[Written request A]: According to the passage on resistance, what can the magistrate's power not take away?
[Written request B]:
Decide whether each statement agrees with the passage on resistance. Answer yes or no for each, quoting the words of the passage that settle it.
(i) Even without magistrates, people might defend their religion, lives and liberties against invaders.
(ii) Resisting home-bred tyrants is less of a duty than resisting strangers.
(iii) Resisting in one case is more a resistance of the ordinance of God than in the other.

--- Start of Text passage ---

And consequently the magistrate


From the resistance allowed in all governments, it may be argued thus; if it be duty to defend our religion, lives and liberties, against an invading army of cut-throat papists, Turks or Tartars, without or against the magistrates warrant; then it must be duty to defend the same against invading home-bred tyrants, except we would subscribe ourselves home-born slaves: but the former is true; therefore--The minor cannot be doubted, because the magistrates power cannot be privative and destructive to defence of our religion, lives and liberties; nor can it take away nature's birth-right to defend these, or make it fare the worse, than if we had no magistrates at all. Now, if we had no magistrates at all, we might defend these against invaders; and whether we have magistrates or not, we are under moral obligations of the law of God to endeavour the defence of these: but this needs not be insisted on. The connexion of the proposition is clear; if princes be more tyrannical in invading religion and liberties themselves, than in suffering others to do it, or hindering them to be opposed: and if their invasion be more tyrannical, hurtful and dangerous, than the invasion of strangers, then if it be duty to resist strangers invading their interests, it is more duty to resist home-bred tyrants invading the same; but the former is true: therefore the latter. Resisting in the one case is no more resisting the ordinance of God than in the other.

--- End of Text passage ---
--- Start of Dataset excerpt ---

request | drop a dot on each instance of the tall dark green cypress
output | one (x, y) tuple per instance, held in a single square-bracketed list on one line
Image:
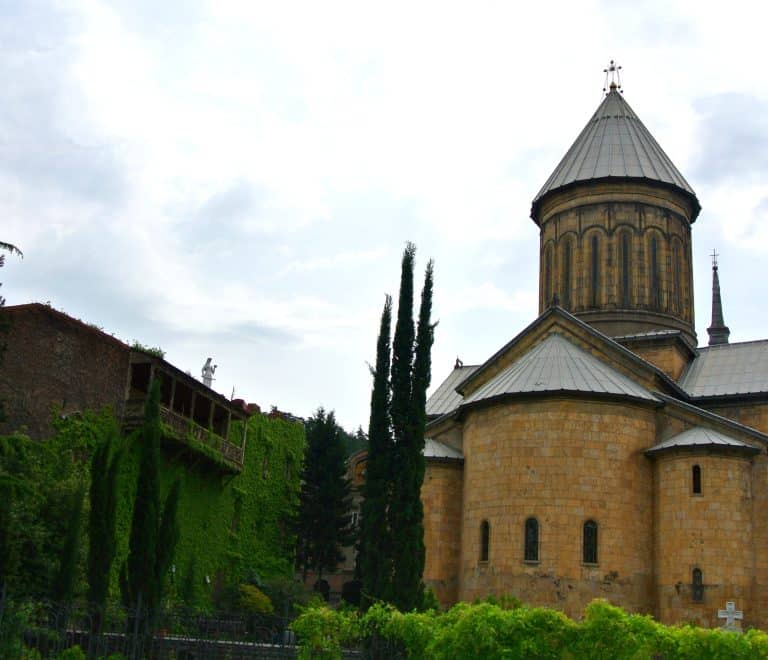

--- End of Dataset excerpt ---

[Reply A]: It cannot take away nature's birth-right to defend religion, lives and liberties.

[Reply B]:
(i) Yes: "if we had no magistrates at all, we might defend these against invaders"
(ii) No: "it is more duty to resist home-bred tyrants invading the same"
(iii) No: "Resisting in the one case is no more resisting the ordinance of God than in the other."